Entrevue avec Laurent Lessard

Laurent Lessard, ministre des Forêts, de la Faune et des Parcs (MFFP) lors de son passage au congrès du CIFQ le 15 mai dernier.
Photo: courtoisie CIFQ
L’élection du Parti libéral à la tête du gouvernement du Québec amène divers changements dans l’appareil gouvernemental comme la création d’un nouveau ministère, celui des Forêts, de la Faune et des Parcs (MFFP) que le député de Frontenac, LAURENT LESSARD, gèrera. Entré en poste récemment, Le Monde Forestier s’est entretenu avec le ministre à propos de certains dossiers.
Quelles suites donnerez-vous au Rendez-vous sur la forêt québécoise tenue en novembre dernier?
Notre feuille de route a été tracée nécessairement par cet événement-là. On a pris des engagements, des chantiers ont été créés. Dans le fond, ça devient mon «road test», c’est-à-dire que je vais essayer de traduire l’ambition derrière le Rendez-vous sur la forêt, et ce, dans toutes ses déclinaisons. Lors du congrès de la CIFQ, j’ai eu, à cette occasion, l’opportunité d’assister à la présentation des chantiers et de rencontrer leurs présidents, M. ROBERT BEAUREGARD, Mme PAULE TÊTU et M. MICHEL BELLEY. Ils seront convoqués prochainement pour connaître vers où on s’en va et les choix à faire.
Les chantiers se poursuivent-ils?
Ils continuent leur travail. La rencontre permettra entre autres de déterminer les échéanciers des travaux. M. Belley semble être allé rapidement. Pour celui de Mme Têtu, on n’attendra pas la fin de ses travaux puisqu’il s’agit d’améliorer en continu. Il faut établir la façon de procéder pour que le régime forestier profite de tous les changements favorables à l’amélioration du régime et de la productivité ainsi que la diminution des coûts des opérations pour l’ensemble de la chaine.
Comment voyez-vous l’avenir de la forêt québécoise à court terme? Croyez-vous que ce sera positif ou que l’on retombera en crise?
Nous sommes tributaires de ce qui se passe du côté des États-Unis. Ce sont eux qui nous ont amenés dans une récession : la bulle immobilière a explosé ce qui a provoqué une crise financière, politique, voire internationale, et, par conséquent, l’arrêt de la production québécoise pour le service dans la construction américaine, puisque notre marché est principalement là. Plusieurs indicateurs économiques nous laissent penser à une reprise. Actuellement, il y a une embellie du côté des États-Unis. Le nombre de mises en chantiers a dépassé les 900 000. On sait qu’il y a un seuil critique de 1,2 million de chantiers qui amènent une effervescence dans les chantiers de notre côté.

*CONSIGNE ÉCRITE 1*: Recopiez les enregistrements à partir de la ligne contenant « Tag the yellow », incluse, jusqu'à leur dernière ligne, en remplaçant « jacket » par « coat » sans rien modifier d'autre.

*DONNÉES D'ENTRÉE*:
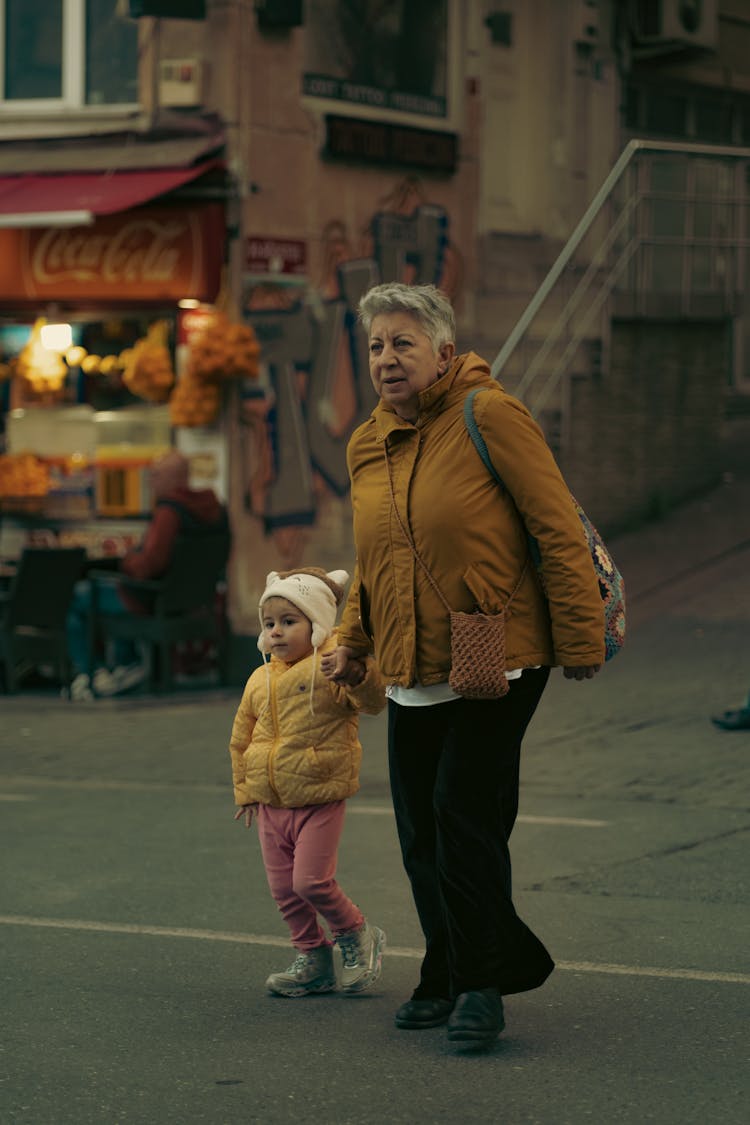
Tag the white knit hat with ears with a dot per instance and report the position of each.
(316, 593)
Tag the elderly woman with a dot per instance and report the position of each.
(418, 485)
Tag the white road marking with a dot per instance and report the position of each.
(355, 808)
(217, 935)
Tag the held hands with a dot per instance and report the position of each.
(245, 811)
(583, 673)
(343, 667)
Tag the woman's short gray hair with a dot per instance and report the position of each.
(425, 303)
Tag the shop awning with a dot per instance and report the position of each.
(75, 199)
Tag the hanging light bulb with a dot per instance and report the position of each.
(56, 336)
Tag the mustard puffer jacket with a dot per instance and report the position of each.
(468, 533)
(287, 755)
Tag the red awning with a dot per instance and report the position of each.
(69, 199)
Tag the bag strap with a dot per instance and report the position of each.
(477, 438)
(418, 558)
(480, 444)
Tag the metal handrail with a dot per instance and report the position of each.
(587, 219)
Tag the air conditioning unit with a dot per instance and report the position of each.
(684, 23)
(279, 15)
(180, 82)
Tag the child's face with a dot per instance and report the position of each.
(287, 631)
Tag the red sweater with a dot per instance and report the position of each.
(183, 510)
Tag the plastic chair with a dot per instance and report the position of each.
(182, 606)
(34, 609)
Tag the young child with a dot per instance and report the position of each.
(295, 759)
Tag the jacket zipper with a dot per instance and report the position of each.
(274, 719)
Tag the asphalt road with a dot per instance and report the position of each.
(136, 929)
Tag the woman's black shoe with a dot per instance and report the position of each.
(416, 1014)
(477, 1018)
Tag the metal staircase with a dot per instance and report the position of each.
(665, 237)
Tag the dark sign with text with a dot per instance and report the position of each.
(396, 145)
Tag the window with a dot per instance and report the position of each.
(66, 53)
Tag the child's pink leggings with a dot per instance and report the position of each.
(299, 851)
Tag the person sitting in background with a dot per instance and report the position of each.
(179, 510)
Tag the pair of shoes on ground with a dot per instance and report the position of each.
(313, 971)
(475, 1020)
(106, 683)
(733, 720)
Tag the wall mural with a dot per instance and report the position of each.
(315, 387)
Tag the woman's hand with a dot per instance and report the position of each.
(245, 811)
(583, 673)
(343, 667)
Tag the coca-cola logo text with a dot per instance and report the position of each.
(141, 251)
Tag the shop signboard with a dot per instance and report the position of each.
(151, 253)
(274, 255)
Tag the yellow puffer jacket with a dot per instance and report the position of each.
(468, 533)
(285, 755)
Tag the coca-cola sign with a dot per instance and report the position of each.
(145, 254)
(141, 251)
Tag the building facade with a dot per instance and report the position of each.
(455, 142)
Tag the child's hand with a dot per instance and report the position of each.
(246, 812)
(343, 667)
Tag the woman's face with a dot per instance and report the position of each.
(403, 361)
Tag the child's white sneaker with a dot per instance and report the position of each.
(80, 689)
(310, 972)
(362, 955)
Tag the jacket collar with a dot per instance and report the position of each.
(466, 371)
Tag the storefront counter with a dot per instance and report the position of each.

*CONSIGNE ÉCRITE 2*: Traduisez en anglais cette phrase de l'entrevue avec Laurent Lessard : « Plusieurs indicateurs économiques nous laissent penser à une reprise. »

*RÉPONSE ATTENDUE 1*:
Tag the yellow puffer coat with a dot per instance and report the position of each.
(468, 533)
(285, 755)
Tag the coca-cola sign with a dot per instance and report the position of each.
(145, 254)
(141, 251)
Tag the building facade with a dot per instance and report the position of each.
(455, 142)
Tag the child's hand with a dot per instance and report the position of each.
(246, 812)
(343, 667)
Tag the woman's face with a dot per instance and report the position of each.
(403, 361)
Tag the child's white sneaker with a dot per instance and report the position of each.
(80, 689)
(310, 972)
(362, 955)
Tag the coat collar with a dot per instance and report the position of each.
(466, 371)
Tag the storefront counter with a dot per instance and report the position of each.

*RÉPONSE ATTENDUE 2*: Several economic indicators lead us to think there will be a recovery.